Reproduce each line exactly.

→ Dataset entries:
/---

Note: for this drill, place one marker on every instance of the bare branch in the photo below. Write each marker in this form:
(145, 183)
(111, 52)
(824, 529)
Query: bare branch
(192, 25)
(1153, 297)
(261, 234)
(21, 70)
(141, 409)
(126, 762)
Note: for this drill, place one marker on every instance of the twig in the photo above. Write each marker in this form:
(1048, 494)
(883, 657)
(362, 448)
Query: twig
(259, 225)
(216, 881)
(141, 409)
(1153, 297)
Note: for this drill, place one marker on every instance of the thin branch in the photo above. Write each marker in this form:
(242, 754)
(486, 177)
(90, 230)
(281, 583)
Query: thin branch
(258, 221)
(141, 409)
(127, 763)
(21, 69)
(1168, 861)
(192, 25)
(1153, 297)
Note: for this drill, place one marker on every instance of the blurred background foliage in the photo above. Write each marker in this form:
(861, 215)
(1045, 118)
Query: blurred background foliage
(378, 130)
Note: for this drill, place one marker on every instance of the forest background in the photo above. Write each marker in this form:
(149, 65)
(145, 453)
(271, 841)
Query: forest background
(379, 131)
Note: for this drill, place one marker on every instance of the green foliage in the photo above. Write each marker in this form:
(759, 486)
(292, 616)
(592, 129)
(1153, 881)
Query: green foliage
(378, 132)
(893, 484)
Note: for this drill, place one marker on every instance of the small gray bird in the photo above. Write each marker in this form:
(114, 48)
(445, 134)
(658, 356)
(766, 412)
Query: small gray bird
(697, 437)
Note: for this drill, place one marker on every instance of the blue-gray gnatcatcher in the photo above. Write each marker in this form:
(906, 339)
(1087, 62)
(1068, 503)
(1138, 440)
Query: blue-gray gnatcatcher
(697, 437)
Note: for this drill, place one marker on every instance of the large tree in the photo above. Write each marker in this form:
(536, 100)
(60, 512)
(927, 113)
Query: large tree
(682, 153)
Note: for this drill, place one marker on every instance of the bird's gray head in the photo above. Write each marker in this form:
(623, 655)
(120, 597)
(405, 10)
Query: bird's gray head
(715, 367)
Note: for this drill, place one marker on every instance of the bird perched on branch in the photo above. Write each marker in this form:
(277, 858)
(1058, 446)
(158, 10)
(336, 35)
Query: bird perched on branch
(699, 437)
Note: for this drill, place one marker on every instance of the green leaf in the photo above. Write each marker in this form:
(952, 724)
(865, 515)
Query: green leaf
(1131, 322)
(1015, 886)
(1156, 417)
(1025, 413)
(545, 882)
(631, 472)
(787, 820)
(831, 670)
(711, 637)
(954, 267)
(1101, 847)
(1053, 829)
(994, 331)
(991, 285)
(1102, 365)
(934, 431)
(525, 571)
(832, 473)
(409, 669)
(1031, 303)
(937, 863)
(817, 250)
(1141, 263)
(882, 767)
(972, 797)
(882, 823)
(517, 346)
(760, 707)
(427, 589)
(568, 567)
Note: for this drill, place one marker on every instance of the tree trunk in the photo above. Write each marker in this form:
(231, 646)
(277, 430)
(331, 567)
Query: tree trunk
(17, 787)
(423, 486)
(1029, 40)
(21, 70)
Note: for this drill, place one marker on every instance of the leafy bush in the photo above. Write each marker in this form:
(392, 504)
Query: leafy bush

\---

→ Response below:
Note: for this drill, place one marker on every instance of the bare branch in the photo below. Write each marker in this form:
(145, 183)
(111, 52)
(824, 529)
Query: bare branch
(192, 25)
(1153, 297)
(261, 234)
(21, 70)
(141, 409)
(126, 762)
Note: for this drill, place one marker on every instance of the twig in the photo above. Write each marker in this form:
(1048, 494)
(883, 657)
(362, 448)
Query: twig
(259, 225)
(216, 881)
(141, 409)
(1153, 297)
Note: for this drill, place one marker on every instance of the thin branch in the photo above. Write each marker in this form:
(242, 754)
(486, 177)
(90, 230)
(281, 583)
Query: thin branch
(258, 221)
(141, 409)
(127, 763)
(21, 69)
(1168, 861)
(192, 25)
(1153, 297)
Note: for this drill, place one marker on every instance of the blurred background foliage in the photo above. Write each marker in this form:
(861, 215)
(1045, 118)
Query: blurred background foliage
(378, 130)
Note: for this drill, place one marker on every instance of the forest background in the photo above. Write each marker in this form:
(149, 65)
(145, 453)
(271, 841)
Query: forest background
(379, 131)
Note: for this drill, place one marker on every instance of the green foliage in the photo above. Write each marker in this form:
(759, 486)
(292, 616)
(592, 129)
(1153, 881)
Query: green foliage
(378, 132)
(893, 484)
Note: for this drill, place one marker on every instance of the small gray bird in the photo above. Write each marker in this form:
(114, 48)
(445, 134)
(658, 356)
(766, 412)
Query: small gray bird
(697, 437)
Note: for this drill, place one marker on every instance of the blue-gray gnatcatcher in the photo above. Write each marker in this form:
(906, 339)
(1087, 62)
(1068, 503)
(1138, 440)
Query: blue-gray gnatcatcher
(697, 437)
Note: for this drill, place one marker on every instance of the large tree in the photo above. Write each marker in this form:
(536, 100)
(60, 512)
(927, 113)
Query: large tree
(682, 153)
Note: for this drill, place one marker on every instance of the bird's gray head in the photo above. Write each marker in this form:
(623, 655)
(120, 597)
(405, 10)
Query: bird's gray head
(715, 367)
Note: for this drill, place one marker on every instance of the bird perched on branch in the photo above. Write each marker in this form:
(277, 858)
(1058, 446)
(158, 10)
(336, 35)
Query: bird perched on branch
(699, 437)
Note: for this drill, place one marker on every instance of the green leaf in the photo above. Write each marker in this form:
(952, 724)
(865, 515)
Query: green leaf
(1131, 322)
(1015, 886)
(1156, 417)
(1025, 413)
(545, 882)
(631, 472)
(787, 820)
(831, 670)
(711, 637)
(954, 267)
(1101, 847)
(1053, 829)
(994, 331)
(991, 285)
(1102, 365)
(934, 431)
(525, 571)
(832, 473)
(409, 669)
(1031, 303)
(937, 863)
(817, 250)
(1141, 263)
(882, 767)
(972, 797)
(882, 823)
(517, 346)
(760, 707)
(427, 589)
(568, 567)
Note: for this drill, place one marker on every instance of the tree trunk in the photo above. Write each marker in this form:
(231, 646)
(277, 430)
(331, 567)
Query: tree trunk
(17, 787)
(423, 486)
(1029, 40)
(21, 70)
Note: for this drill, place one marker on every instance of the leafy bush in the photo above. Write each marker in this form:
(392, 504)
Query: leafy bush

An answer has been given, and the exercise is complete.